Pick out and copy every line of the records that contains the string "blue". The match is case-sensitive.
─── Provided records ───
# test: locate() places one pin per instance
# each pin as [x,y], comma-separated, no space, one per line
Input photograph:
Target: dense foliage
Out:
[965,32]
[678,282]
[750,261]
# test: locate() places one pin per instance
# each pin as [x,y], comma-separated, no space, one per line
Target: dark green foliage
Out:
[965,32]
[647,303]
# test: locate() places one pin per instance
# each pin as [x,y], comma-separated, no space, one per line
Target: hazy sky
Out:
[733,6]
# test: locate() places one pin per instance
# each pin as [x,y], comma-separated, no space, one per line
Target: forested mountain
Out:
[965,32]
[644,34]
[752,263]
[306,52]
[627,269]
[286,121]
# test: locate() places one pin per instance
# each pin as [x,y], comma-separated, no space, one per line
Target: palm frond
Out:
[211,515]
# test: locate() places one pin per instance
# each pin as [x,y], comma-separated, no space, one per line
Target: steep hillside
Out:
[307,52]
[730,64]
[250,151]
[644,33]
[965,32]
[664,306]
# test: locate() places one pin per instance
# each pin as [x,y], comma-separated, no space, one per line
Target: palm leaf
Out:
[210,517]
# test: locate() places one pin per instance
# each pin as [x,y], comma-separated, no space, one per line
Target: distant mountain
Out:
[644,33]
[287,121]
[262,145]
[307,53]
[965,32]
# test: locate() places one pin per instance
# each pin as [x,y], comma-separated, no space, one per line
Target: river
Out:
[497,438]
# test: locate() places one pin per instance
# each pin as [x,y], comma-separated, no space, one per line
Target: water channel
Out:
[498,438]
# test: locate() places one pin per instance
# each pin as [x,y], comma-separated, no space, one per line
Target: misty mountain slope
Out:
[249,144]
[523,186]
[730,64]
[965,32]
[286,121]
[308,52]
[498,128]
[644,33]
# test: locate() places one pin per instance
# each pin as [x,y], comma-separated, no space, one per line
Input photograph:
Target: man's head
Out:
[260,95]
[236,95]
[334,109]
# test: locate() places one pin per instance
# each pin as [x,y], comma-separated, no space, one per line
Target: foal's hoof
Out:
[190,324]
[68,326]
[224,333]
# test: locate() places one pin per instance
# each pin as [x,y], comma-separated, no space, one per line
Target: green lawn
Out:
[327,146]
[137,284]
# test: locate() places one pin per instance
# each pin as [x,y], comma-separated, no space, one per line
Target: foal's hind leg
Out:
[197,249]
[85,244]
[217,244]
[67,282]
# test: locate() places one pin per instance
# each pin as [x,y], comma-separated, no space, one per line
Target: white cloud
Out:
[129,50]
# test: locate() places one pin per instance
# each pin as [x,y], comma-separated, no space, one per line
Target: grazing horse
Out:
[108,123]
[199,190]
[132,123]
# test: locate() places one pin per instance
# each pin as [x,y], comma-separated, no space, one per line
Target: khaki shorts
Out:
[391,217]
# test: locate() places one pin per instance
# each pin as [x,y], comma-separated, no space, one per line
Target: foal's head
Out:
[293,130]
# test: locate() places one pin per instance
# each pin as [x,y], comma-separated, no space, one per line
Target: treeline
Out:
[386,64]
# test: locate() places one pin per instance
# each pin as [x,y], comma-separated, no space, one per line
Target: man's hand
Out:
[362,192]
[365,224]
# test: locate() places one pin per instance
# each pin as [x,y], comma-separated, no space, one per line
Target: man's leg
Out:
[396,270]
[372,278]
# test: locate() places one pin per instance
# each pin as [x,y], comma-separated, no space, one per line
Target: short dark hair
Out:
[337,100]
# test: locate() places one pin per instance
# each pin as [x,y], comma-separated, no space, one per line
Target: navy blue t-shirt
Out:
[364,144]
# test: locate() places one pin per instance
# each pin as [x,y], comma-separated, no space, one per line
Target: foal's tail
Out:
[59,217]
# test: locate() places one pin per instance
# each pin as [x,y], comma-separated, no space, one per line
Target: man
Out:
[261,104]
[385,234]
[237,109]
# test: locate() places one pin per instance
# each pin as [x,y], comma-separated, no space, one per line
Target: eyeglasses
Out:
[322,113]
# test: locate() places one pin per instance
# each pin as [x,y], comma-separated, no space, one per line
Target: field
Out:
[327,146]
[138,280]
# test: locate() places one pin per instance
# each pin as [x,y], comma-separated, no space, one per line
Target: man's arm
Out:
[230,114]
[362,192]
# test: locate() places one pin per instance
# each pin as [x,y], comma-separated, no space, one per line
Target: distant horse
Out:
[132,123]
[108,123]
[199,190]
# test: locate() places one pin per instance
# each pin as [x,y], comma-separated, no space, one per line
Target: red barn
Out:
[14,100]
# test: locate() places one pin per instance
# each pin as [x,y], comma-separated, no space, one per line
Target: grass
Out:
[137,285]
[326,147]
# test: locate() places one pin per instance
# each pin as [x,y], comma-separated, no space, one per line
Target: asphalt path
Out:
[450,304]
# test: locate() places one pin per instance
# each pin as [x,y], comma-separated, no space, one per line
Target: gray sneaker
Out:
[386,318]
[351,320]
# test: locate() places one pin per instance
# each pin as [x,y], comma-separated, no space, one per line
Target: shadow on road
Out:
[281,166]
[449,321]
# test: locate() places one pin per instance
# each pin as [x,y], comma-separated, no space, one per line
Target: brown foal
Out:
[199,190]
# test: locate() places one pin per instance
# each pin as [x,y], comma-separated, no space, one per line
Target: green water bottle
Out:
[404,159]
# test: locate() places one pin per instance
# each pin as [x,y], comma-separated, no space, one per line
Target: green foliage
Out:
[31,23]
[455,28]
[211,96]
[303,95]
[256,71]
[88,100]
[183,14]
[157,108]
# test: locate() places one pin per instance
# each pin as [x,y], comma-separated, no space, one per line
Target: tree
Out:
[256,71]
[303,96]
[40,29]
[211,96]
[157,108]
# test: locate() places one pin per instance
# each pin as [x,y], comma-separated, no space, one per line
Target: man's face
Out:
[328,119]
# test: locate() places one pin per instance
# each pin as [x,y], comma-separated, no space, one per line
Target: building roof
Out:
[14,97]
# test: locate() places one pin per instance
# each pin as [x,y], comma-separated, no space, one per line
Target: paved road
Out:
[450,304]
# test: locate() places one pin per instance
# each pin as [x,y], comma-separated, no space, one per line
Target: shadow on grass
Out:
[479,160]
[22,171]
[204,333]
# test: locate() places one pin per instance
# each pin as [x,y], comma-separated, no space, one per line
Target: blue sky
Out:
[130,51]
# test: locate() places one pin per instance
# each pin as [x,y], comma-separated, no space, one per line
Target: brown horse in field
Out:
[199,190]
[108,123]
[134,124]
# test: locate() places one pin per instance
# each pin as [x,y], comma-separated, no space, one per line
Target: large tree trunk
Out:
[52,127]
───
Task answer
Target: navy blue t-shirt
Target: blue sky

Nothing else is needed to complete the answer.